EXERCISES:
- 1) In the article about heroin's rising popularity in Florida, in which hospital's detox unit does Dr. Patricia Junquera work?
- 2) Update the passage from the article about heroin's rising popularity in Florida, starting at "Dr. Junquera, who" and ending at "patients using heroin.", with "first half" changed to "second half".

PAGE TEXT:
-- Opening Marker --

Heroin’s Popularity Increasing in Florida After Crackdowns on OxyContin
There are a number of factors that drive a drug’s popularity – two of which are price and availability. As doctors and pharmacies in Florida crack down on issuing opiate analgesics such as OxyContin, those misusing the drugs are turning to cheaper and easier alternatives, such as heroin.Per news from the Miami Herald, a small but significant increase in heroin substitutions has been noted by rehabilitation specialists working in the Miami-Dade County. Dr. Patricia Junquera, a doctor working in the detox unit of Jackson Memorial Hospital says she’s had patients admit to her aloud that the reason they’ve turned to heroin is because of problems obtaining Oxycodone.
Dr. Junquera, who also serves as an assistant psychiatry professor at the University of Miami, states that during the first half of last year she had probably observed about a 50 percent spike in the number of patients using heroin.

-- Closing Marker --

INFORMATION GIVEN:
-- Opening Marker --

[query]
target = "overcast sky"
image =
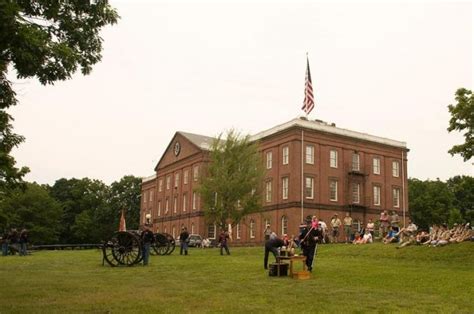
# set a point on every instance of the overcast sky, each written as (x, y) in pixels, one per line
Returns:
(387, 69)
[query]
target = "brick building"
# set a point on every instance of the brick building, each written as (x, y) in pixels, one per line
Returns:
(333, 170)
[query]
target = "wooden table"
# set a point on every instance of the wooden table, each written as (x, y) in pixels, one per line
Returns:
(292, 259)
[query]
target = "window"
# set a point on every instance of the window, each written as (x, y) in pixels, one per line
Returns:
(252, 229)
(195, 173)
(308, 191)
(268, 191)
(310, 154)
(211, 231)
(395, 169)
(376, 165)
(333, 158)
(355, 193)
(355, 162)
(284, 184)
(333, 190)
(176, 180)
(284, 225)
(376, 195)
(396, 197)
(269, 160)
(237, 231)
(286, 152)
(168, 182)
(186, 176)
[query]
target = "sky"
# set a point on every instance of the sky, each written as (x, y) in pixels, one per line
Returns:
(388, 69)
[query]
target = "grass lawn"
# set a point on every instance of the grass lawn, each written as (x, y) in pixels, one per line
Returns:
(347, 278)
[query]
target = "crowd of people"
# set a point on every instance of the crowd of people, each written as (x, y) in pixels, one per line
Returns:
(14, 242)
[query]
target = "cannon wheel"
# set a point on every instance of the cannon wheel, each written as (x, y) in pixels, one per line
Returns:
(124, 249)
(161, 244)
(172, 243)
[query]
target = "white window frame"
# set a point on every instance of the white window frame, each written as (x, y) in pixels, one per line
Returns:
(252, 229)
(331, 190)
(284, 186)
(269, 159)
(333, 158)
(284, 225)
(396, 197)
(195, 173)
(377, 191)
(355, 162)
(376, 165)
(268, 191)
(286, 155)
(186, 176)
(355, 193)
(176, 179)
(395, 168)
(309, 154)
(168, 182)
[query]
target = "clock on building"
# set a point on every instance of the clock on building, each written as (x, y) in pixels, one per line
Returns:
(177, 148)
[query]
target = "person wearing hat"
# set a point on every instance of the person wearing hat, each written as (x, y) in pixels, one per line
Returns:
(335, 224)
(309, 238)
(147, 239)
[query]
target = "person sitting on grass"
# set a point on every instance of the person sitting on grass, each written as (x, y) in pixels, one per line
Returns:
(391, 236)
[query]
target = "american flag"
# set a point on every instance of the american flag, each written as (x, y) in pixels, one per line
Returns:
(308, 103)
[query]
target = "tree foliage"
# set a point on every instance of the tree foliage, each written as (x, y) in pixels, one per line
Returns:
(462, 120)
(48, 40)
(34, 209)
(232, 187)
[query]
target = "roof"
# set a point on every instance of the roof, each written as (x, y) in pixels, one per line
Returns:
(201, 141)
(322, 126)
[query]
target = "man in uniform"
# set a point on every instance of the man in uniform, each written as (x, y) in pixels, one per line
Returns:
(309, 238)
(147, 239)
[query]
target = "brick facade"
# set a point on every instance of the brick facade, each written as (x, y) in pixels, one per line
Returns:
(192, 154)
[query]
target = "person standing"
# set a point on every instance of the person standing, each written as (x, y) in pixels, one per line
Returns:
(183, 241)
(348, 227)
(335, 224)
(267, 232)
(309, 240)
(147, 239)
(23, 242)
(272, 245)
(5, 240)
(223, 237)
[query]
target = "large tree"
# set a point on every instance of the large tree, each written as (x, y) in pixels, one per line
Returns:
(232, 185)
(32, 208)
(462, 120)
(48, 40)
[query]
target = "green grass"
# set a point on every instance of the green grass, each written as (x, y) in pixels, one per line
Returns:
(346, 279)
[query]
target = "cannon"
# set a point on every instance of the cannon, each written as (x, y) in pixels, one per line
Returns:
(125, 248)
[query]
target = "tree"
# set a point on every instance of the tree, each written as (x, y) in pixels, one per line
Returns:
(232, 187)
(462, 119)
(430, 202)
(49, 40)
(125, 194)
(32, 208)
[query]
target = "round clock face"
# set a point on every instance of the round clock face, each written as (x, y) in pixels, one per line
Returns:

-- Closing Marker --
-- Opening Marker --

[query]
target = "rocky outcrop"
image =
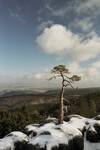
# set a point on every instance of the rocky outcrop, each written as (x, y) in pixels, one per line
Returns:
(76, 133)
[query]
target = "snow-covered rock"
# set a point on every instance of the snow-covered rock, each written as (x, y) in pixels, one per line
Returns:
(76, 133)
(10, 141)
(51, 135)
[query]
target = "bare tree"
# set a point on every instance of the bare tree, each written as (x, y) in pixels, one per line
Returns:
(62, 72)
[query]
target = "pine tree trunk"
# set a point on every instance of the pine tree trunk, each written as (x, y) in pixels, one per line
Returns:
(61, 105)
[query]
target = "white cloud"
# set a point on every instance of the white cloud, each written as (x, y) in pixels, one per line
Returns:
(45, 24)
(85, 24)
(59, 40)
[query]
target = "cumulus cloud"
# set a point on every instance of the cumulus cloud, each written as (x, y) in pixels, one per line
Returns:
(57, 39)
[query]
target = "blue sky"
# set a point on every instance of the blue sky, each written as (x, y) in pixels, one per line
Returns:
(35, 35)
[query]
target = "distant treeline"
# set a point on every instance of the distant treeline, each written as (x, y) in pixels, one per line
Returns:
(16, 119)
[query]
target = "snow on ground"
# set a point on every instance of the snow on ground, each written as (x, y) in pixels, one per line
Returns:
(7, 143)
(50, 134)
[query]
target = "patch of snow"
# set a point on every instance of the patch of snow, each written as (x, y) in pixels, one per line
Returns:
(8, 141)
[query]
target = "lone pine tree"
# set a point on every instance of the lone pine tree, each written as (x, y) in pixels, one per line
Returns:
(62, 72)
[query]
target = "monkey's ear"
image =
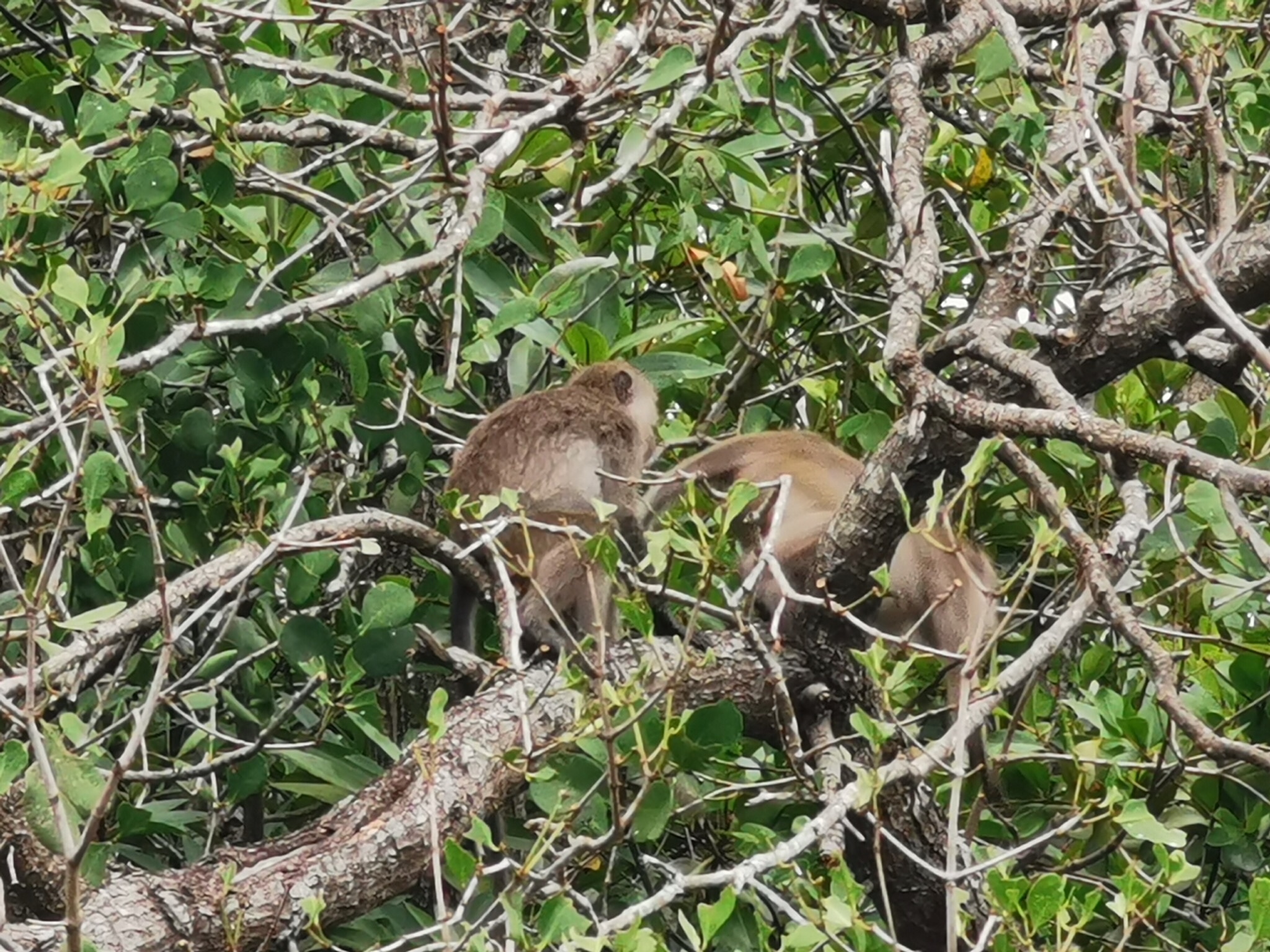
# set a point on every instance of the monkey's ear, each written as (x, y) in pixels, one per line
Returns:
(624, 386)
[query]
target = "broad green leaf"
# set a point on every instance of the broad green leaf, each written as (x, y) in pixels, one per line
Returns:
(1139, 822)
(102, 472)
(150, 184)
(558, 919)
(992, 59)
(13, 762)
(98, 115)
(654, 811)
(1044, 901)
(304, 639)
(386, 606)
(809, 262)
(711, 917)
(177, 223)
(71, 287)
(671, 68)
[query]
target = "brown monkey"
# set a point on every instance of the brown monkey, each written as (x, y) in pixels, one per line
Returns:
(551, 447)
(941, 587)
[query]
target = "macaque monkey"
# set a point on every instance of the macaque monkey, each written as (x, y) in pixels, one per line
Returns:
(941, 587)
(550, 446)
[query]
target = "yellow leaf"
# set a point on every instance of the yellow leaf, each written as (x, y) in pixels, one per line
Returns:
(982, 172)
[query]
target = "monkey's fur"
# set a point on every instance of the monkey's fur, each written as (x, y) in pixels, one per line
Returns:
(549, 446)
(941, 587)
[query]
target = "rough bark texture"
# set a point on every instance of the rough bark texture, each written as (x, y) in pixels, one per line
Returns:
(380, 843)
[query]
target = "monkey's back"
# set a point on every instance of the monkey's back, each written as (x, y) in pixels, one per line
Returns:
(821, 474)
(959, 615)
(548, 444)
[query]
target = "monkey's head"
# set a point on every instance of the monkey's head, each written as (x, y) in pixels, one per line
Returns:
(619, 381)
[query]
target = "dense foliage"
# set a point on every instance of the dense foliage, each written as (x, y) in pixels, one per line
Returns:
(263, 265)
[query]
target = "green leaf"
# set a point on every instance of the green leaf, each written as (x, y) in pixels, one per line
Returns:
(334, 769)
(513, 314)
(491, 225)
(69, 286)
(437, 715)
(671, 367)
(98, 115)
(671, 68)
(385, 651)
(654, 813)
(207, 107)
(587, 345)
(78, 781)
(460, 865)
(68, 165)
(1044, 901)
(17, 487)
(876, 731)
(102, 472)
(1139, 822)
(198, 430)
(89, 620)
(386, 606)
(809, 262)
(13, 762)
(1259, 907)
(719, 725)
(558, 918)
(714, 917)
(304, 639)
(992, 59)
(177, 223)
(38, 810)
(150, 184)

-- Closing Marker --

RESULTS FOR EACH TASK:
- 1) Jackson Memorial Hospital

- 2)
Dr. Junquera, who also serves as an assistant psychiatry professor at the University of Miami, states that during the second half of last year she had probably observed about a 50 percent spike in the number of patients using heroin.